Nicholas Biebuyck : Shaun Wainstein, collectionneur extraordinaire, c’est génial de vous avoir avec nous aujourd’hui. Pour commencer, je voulais comprendre ce qui vous a amené dans ce monde de la collection de montres – et en particulier, la collection de Heuer vintages ?

 

Shaun Wainstein : Je pense qu’une grande partie de ce que nous faisons plus tard dans la vie commence dans notre enfance et quand j’étais jeune, j’adorais vraiment la Formule 1. J’ai grandi en Afrique du Sud et j’aimais tellement la Formule 1 que lorsque j’ai déménagé au Royaume-Uni, mon surnom pendant toute ma scolarité était « Jody », car je parlais toujours de Jody Scheckter, le pilote de Formule 1 sud-africain. Vous pouvez donc constater que la Formule 1 était présente dans ma jeunesse et que l’écusson Heuer sur les Ferrari, mon équipe préférée, a dû être gravé dans mon esprit. Ainsi, lorsque j’ai commencé à m’intéresser aux montres, j’avais toujours en mémoire l’écusson Heuer, et les montres me parlaient vraiment. J’en ai donc achetées et, depuis 30 ou 40 ans, j’en achète chaque fois que je peux.

NB : Et quelle est la première montre qui a vraiment donné le coup d’envoi pour vous ? Quel est la première montre que vous avez ajoutée à votre collection ?

 

SW : La première Heuer, je crois, que j’ai achetée avec mon propre argent était une Heuer que j’ai achetée pour ma petite amie de l’époque – qui est maintenant ma femme. C’était une Formula 1, parce que je n’étais qu’un étudiant et je ne pouvais pas me permettre de payer trop cher.  Et quand j’ai commencé à travailler, j’ai voulu acheter quelque chose qui ressemble un peu plus aux montres que j’aimais quand j’étais jeune. La première montre que j’ai achetée [après ça] était une grosse Montréal bleue, une grosse montre des années 1970. J’ai dû l’acheter à la fin des années 1990. Elle ne ressemblait à rien de ce qui existait à l’époque, puis les choses se sont enchaînées et ne se sont jamais vraiment arrêtées.

NB : Et avez-vous des souvenirs de Formule 1, de l’époque de Jody, où les pilotes portaient les montres ou le logo ? Et vous ont-ils attiré vers des modèles particuliers ?

========================================

* [Travail à faire]
a) Répondez à ces questions d'après l'extrait :
(i) Dans quel pays Shaun Wainstein a-t-il grandi ?
(ii) Quel surnom portait-il pendant toute sa scolarité au Royaume-Uni ?
(iii) Quelle montre a-t-il achetée après avoir commencé à travailler ?
b) Selon l'extrait, pourquoi la première Heuer que Shaun Wainstein a achetée avec son propre argent était-elle une Formula 1 ? Répondez en une à trois phrases.
c) Recopiez le passage de l'extrait qui va de « Nicholas Biebuyck : Shaun » jusqu'à « Heuer vintages ? » inclus.

* [Données fournies]
========================================

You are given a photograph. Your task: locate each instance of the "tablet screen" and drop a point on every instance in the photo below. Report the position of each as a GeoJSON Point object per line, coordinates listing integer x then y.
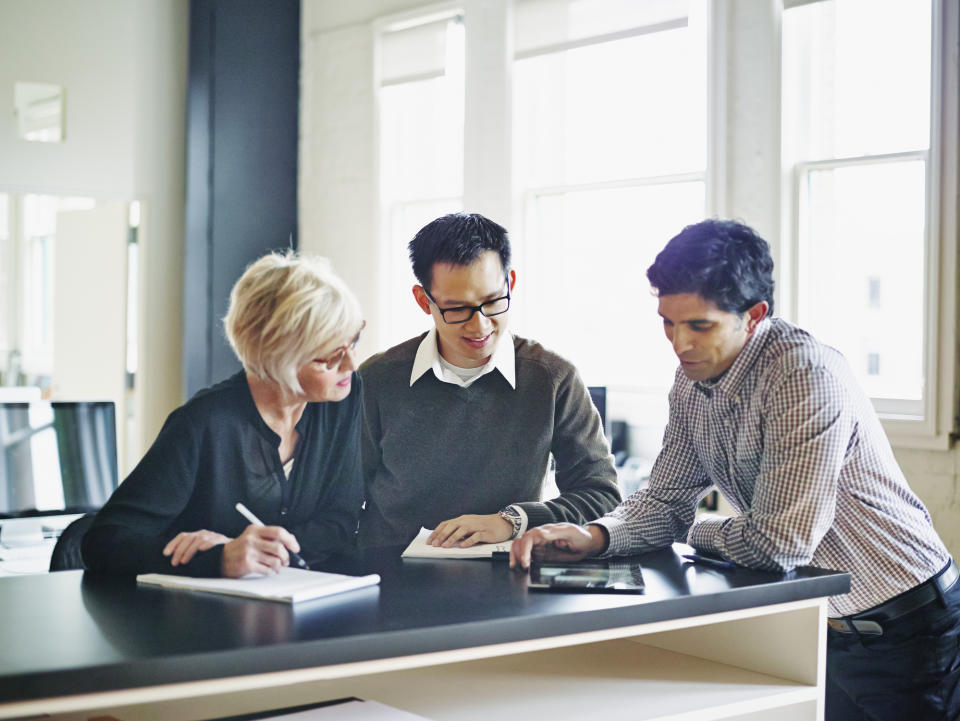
{"type": "Point", "coordinates": [587, 577]}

========================================

* [Réponses attendues]
a)
(i) En Afrique du Sud.
(ii) « Jody ».
(iii) Une grosse Montréal bleue, une montre des années 1970.

b) Il a choisi une Formula 1 parce qu'il n'était alors qu'un étudiant. Il ne pouvait donc pas se permettre de payer trop cher.

c)
Nicholas Biebuyck : Shaun Wainstein, collectionneur extraordinaire, c’est génial de vous avoir avec nous aujourd’hui. Pour commencer, je voulais comprendre ce qui vous a amené dans ce monde de la collection de montres – et en particulier, la collection de Heuer vintages ?